◆ Available records ◆

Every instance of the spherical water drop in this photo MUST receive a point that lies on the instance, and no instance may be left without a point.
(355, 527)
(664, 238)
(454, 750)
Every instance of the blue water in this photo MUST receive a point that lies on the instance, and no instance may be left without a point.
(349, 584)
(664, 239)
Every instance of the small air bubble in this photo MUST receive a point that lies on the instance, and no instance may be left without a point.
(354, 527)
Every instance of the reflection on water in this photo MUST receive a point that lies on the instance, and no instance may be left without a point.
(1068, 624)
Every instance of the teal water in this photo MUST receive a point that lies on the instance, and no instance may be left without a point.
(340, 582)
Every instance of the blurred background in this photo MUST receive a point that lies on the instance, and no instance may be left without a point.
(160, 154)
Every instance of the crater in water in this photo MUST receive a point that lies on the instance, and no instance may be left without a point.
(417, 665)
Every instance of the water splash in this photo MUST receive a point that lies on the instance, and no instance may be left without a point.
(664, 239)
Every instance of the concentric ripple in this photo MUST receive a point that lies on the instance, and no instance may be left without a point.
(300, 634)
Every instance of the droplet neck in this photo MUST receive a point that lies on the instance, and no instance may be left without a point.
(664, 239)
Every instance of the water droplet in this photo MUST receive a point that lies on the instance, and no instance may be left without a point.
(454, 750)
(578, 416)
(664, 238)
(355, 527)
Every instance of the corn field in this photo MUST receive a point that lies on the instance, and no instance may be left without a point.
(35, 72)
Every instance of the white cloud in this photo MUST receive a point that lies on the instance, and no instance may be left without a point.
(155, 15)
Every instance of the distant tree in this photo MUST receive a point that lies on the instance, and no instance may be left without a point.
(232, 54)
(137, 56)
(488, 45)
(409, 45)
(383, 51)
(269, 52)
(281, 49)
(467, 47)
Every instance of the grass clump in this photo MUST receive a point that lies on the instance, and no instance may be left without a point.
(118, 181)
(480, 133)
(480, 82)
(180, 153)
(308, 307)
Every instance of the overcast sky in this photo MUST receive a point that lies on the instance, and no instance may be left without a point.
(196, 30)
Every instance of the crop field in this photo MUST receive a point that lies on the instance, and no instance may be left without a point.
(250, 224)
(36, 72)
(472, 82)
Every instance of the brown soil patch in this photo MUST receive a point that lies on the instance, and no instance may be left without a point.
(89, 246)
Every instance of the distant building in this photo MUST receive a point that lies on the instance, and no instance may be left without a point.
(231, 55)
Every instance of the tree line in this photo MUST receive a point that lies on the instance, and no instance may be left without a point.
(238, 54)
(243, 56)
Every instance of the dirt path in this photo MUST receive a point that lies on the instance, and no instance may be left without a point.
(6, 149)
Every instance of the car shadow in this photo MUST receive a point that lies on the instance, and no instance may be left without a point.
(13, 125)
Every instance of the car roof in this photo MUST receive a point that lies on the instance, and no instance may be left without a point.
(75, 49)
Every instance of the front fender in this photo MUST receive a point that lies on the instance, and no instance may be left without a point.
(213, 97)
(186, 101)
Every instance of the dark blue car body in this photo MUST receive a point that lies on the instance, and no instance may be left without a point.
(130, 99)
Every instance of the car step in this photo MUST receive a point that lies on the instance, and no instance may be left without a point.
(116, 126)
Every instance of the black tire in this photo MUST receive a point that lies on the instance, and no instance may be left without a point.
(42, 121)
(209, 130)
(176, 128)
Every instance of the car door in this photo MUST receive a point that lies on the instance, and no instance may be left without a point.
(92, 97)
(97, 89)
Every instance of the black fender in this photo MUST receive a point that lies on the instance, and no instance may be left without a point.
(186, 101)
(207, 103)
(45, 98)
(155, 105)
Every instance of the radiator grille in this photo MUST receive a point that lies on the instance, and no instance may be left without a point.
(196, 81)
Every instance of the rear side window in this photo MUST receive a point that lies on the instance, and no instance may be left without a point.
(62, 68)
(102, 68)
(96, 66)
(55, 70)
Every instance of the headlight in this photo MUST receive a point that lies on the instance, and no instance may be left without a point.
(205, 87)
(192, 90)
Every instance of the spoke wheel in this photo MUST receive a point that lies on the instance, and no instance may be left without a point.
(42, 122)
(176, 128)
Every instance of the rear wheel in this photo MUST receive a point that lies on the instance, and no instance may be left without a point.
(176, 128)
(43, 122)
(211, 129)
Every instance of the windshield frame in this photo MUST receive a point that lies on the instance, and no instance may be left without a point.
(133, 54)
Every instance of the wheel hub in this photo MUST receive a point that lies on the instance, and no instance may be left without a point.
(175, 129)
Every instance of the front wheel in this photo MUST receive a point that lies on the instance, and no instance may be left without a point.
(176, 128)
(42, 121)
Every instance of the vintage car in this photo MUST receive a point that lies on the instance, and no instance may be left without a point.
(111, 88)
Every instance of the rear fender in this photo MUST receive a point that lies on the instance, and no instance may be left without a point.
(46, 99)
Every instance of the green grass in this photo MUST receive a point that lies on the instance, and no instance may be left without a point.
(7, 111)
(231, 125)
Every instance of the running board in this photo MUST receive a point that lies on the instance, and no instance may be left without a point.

◆ Problem statement ◆
Copy the records above exactly as they appear.

◆ Full solution ◆
Every instance of the spherical water drop in this photo MUST receive a point that lies on the instance, and no instance may be left without a point.
(355, 527)
(664, 238)
(454, 750)
Every instance of the blue water in this photo MUST receive a point that lies on the instance, and no instance may be left without a point.
(349, 584)
(664, 239)
Every instance of the small air bubble in this photo MUST receive a point that lies on the instance, and no instance may be left without a point.
(354, 527)
Every instance of the reflection on water in this photo MUST receive a point that lies on the instance, and no instance may be left without a point.
(1068, 624)
Every instance of the teal water in this photo MUST receive a point that lies on the instance, and no instance may be left without a point.
(340, 582)
Every instance of the blurred background in this photo MUST receive a point that lies on the instance, and no instance may be left without a point.
(160, 154)
Every instance of the crater in water in this photo MUST receive a point that lies on the instance, and no instance may be left without a point.
(417, 665)
Every instance of the water splash in this photo MUST receive a point that lies on the instance, and no instance may be left without a point.
(664, 239)
Every instance of the concentric ripple in this photo MUST receive a point that lies on the instance, and no instance may be left without a point.
(300, 634)
Every instance of the droplet neck in this photo MUST receive a point that lies on the instance, and no instance may be left without a point.
(664, 239)
Every instance of the water droplet in this photo MUST receive a point that lies on the instance, and no instance may be left without a point.
(454, 750)
(578, 416)
(664, 238)
(355, 527)
Every instance of the corn field in this photo MUST receive a point that lies on the instance, and no instance may be left without a point.
(35, 72)
Every instance of the white cloud in this photo MUST receive a point that lies on the instance, and no instance may be left without a point.
(155, 15)
Every instance of the distant tree in this photo MUST receive a point that lies on the instance, and no instance may be left without a point.
(232, 54)
(137, 56)
(488, 45)
(409, 45)
(383, 51)
(269, 52)
(281, 49)
(467, 47)
Every instance of the grass clump in this photo MUST receive a point that lies on the instance, and no instance may be left without a point.
(118, 181)
(480, 133)
(480, 82)
(180, 153)
(308, 307)
Every instance of the overcast sky in this photo MUST receive a point that lies on the instance, and no instance may be left without a point.
(196, 30)
Every instance of the crop field in this photo MUST receive a point that lies on the instance, and no instance may be left without a point.
(250, 224)
(36, 72)
(472, 82)
Every instance of the brown soil patch in this photo MUST receive a point that lies on the instance, and no instance may be left without a point.
(89, 246)
Every instance of the distant building in this photo MUST receive a point that lies on the instance, and no instance may be left without a point.
(231, 55)
Every instance of the tree line in this photo MUST receive a point that lies on the instance, and no instance may be left without a point.
(238, 54)
(243, 56)
Every instance of the dirt path in this photo MUST receive a point that lies on the instance, and no instance may be left without a point.
(6, 149)
Every instance of the car shadow in this photo MUST receive a point that lies on the instance, and no instance may be left without a point.
(13, 125)
Every instance of the car roof in this photo MUST receive a point that lies on the instance, and no instance may be left without a point.
(75, 49)
Every instance of the front fender in this photo MUST receive a point that lies on the instance, and no instance may be left without a point.
(213, 97)
(186, 101)
Every instance of the dark blue car body in this photo MUST receive a point that lies on the instance, and no instance may be left without a point.
(130, 99)
Every instance of the car step in this photo MUST receive a point that lies on the instance, and no instance may be left without a point.
(116, 126)
Every instance of the black tire in this photo MUST receive a point that lies on the instance, and no instance may be left without a point.
(42, 121)
(209, 130)
(176, 128)
Every instance of the car door in this photo MUST receive a point that lies on the instance, and no instance may be left without a point.
(92, 97)
(97, 89)
Every instance of the black fender in this photo MUST receive a point that lies on the instance, and no instance may be left without a point.
(186, 101)
(207, 103)
(45, 98)
(155, 105)
Every instance of the radiator grille in this photo MUST receive a point that lies on the instance, and no instance may be left without a point.
(196, 81)
Every instance of the rear side window in this photo MUST receive a point that lies on the instance, and no instance may be left without a point.
(62, 68)
(102, 68)
(96, 66)
(55, 70)
Every instance of the headlight in this photo MUST receive a point that lies on the instance, and no instance may be left without a point.
(205, 87)
(192, 90)
Every instance of the spoke wheel in this photo MUST receive a point that lies on the instance, and no instance may be left without a point.
(42, 122)
(176, 128)
Every instance of the rear wheel in this photo MUST receive a point that lies on the instance, and no instance may be left without a point.
(176, 128)
(43, 122)
(211, 129)
Every instance of the windshield frame in this photo MUST receive a point that lies on the instance, and no instance may be left without a point.
(133, 54)
Every instance of the wheel hub in this photo MUST receive a point that lies on the instance, and no instance may be left without a point.
(175, 129)
Every instance of the front wheel in this photo MUST receive a point that lies on the instance, and no instance may be left without a point.
(176, 128)
(42, 121)
Every instance of the vintage car in this photo MUST receive a point that lies on the instance, and no instance may be left without a point.
(111, 88)
Every instance of the rear fender in this photo MUST receive a point that lies on the instance, and no instance may be left without a point.
(46, 99)
Every instance of the green grass in this photo MUST receive a point that lies on the instance, and no instance may be left without a point.
(7, 111)
(231, 125)
Every instance of the running board in this photo MUST receive a point that lies on the instance, and no instance may be left without a point.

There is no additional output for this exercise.